(Stored data)
::::::
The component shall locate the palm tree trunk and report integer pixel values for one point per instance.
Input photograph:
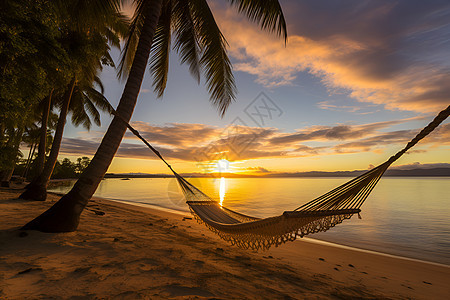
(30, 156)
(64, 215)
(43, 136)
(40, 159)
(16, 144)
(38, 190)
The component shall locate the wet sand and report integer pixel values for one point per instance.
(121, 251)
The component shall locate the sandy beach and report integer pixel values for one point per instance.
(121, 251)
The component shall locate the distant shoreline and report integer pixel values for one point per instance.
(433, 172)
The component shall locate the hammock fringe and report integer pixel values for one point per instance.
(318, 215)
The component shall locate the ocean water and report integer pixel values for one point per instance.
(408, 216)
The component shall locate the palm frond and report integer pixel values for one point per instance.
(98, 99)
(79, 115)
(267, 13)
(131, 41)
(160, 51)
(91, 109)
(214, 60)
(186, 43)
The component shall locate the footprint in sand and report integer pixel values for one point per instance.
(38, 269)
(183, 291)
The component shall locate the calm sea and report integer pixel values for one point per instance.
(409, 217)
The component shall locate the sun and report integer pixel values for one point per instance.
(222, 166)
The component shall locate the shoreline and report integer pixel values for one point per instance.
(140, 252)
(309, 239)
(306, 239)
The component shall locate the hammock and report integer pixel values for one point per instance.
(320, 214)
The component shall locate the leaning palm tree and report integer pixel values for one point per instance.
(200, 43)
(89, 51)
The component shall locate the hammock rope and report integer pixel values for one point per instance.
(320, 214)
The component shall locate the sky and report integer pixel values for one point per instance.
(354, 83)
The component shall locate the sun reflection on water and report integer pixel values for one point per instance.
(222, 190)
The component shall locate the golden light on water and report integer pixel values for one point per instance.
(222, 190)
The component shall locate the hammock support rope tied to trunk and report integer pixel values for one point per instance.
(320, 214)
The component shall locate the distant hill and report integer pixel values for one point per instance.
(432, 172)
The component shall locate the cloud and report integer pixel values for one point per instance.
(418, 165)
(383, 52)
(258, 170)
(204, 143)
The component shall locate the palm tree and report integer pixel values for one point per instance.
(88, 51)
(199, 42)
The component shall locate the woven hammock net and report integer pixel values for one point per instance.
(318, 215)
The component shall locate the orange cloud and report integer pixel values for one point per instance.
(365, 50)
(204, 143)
::::::
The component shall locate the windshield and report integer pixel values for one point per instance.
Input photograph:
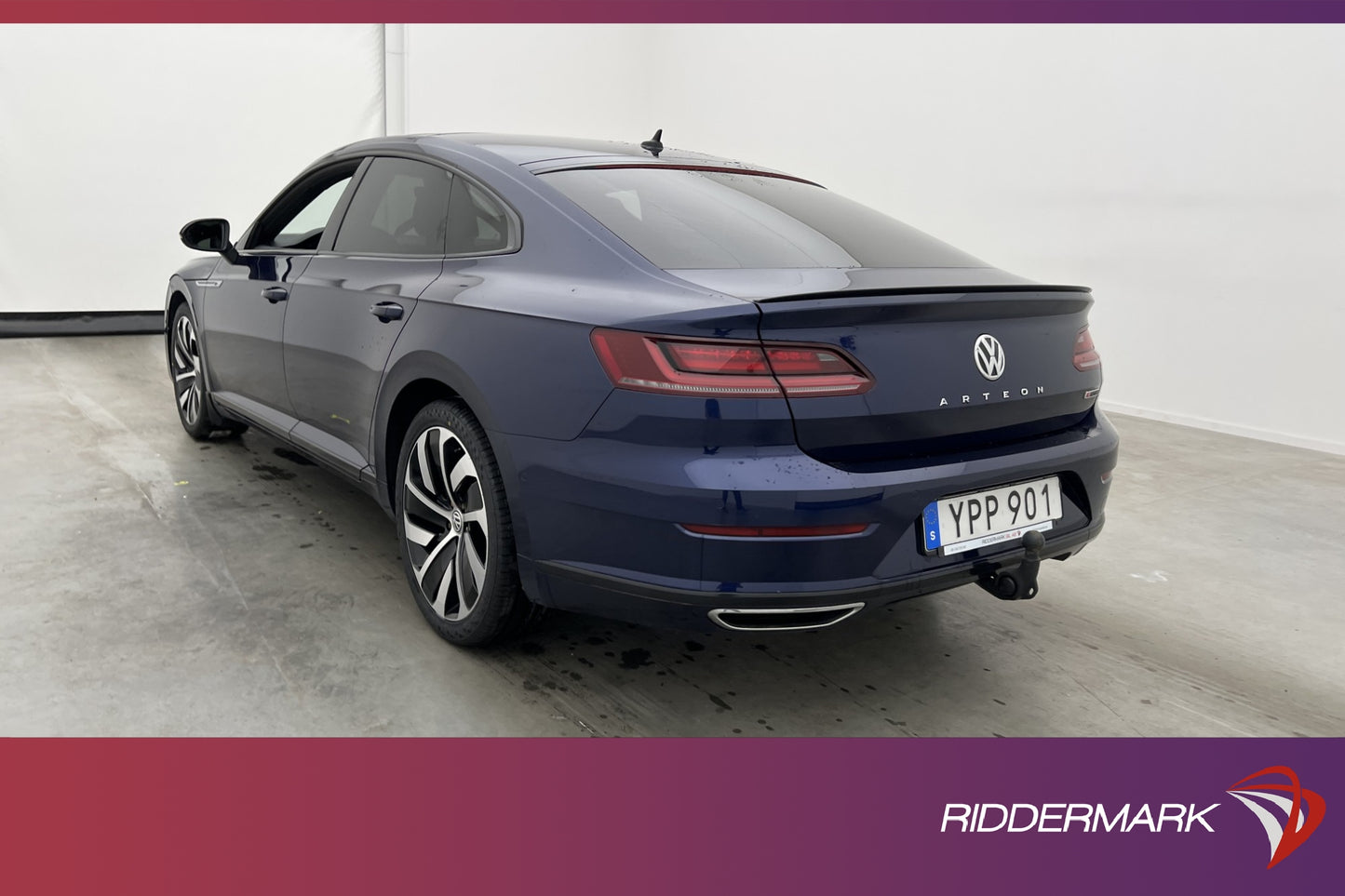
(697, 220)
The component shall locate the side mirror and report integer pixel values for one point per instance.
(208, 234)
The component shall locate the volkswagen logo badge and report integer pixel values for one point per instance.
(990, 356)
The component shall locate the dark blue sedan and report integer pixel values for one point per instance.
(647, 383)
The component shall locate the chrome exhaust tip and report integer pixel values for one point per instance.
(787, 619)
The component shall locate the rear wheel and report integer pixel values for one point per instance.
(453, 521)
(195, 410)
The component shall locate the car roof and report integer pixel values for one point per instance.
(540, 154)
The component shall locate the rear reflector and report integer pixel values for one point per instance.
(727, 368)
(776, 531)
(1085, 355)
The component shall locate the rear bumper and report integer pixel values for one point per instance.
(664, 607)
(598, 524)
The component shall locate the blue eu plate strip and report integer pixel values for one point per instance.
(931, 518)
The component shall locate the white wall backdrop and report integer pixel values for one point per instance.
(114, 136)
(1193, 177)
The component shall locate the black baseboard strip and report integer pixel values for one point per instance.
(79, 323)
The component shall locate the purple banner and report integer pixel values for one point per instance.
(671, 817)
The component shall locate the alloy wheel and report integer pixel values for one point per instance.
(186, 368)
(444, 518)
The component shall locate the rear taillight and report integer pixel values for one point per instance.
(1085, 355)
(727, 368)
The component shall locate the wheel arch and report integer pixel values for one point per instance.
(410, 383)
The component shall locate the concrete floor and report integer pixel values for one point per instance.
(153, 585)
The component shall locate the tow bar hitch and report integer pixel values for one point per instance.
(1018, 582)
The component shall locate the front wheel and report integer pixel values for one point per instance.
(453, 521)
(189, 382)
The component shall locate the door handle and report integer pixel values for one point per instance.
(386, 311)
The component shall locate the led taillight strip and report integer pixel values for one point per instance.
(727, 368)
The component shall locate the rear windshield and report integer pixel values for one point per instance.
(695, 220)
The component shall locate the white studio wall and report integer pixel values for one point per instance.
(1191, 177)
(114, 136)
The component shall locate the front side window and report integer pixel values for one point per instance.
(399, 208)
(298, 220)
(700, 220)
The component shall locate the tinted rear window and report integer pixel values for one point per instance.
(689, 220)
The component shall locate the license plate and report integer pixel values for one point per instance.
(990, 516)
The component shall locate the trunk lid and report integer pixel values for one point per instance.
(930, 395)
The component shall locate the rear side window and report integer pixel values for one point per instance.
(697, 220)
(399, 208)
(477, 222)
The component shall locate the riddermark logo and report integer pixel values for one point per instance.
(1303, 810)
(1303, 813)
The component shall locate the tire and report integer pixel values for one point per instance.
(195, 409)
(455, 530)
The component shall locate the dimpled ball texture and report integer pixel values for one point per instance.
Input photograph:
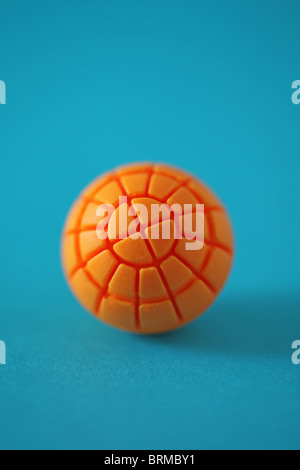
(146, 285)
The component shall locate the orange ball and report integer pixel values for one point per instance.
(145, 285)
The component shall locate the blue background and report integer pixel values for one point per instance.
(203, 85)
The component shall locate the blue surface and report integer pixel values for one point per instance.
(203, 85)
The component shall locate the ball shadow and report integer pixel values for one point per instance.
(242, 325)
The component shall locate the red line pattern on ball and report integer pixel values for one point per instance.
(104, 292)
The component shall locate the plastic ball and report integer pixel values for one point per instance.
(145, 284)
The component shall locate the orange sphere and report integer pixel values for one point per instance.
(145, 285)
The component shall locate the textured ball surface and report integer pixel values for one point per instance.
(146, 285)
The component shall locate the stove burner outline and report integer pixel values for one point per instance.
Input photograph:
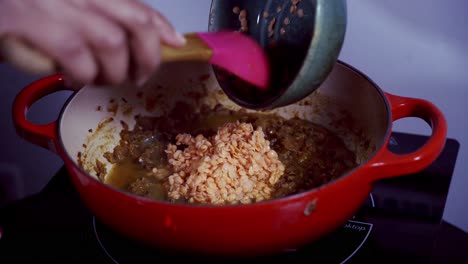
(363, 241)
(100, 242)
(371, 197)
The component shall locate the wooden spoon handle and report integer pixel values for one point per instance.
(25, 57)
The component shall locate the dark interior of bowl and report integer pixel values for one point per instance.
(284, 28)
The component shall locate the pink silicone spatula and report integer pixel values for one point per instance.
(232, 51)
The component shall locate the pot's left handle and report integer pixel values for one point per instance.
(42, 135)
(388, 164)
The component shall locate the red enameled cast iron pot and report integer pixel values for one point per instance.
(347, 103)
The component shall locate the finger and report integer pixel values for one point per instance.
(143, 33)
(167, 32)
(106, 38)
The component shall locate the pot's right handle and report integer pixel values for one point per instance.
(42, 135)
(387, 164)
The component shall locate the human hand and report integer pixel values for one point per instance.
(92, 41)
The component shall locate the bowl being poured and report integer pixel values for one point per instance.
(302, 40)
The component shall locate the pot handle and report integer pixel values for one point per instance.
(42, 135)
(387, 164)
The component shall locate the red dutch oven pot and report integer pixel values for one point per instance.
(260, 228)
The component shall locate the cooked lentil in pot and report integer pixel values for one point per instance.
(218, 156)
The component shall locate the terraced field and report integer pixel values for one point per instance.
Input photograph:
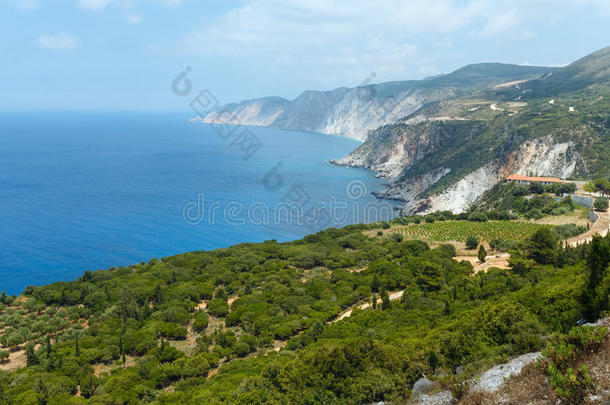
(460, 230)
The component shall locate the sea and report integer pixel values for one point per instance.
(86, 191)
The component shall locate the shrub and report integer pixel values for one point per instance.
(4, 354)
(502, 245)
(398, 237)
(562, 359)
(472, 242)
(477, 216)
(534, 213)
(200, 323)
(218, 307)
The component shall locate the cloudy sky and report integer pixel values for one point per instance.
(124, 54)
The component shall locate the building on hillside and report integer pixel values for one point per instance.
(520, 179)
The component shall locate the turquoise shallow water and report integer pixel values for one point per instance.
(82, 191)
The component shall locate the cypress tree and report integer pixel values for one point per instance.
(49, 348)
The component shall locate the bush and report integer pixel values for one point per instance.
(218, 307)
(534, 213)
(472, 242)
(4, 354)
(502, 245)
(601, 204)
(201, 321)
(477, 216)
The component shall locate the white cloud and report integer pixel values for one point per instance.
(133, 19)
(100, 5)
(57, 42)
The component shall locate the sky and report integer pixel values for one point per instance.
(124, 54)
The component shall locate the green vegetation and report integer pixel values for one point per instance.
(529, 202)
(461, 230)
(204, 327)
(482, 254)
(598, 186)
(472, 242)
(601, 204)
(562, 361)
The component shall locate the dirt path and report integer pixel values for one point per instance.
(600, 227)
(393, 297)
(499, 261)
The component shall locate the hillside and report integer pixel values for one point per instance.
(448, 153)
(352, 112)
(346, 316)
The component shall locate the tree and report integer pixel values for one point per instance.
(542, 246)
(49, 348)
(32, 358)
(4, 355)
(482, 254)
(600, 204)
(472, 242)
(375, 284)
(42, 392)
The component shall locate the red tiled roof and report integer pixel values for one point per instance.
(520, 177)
::::::
**Work to be completed:**
Return every line of the records above that holds the word "tree". Copy each one in full.

**Written response:**
The component shall locate the palm tree trunk and report integer pixel values for one point per instance.
The component shall locate the leaning palm tree and report integer pixel values for one point per instance.
The component shall locate the palm tree and report integer pixel values for one point per instance.
The component shall locate the cypress tree and report integer pixel values for one point per instance.
The component shall locate the tree and report integer pixel values for one point per instance.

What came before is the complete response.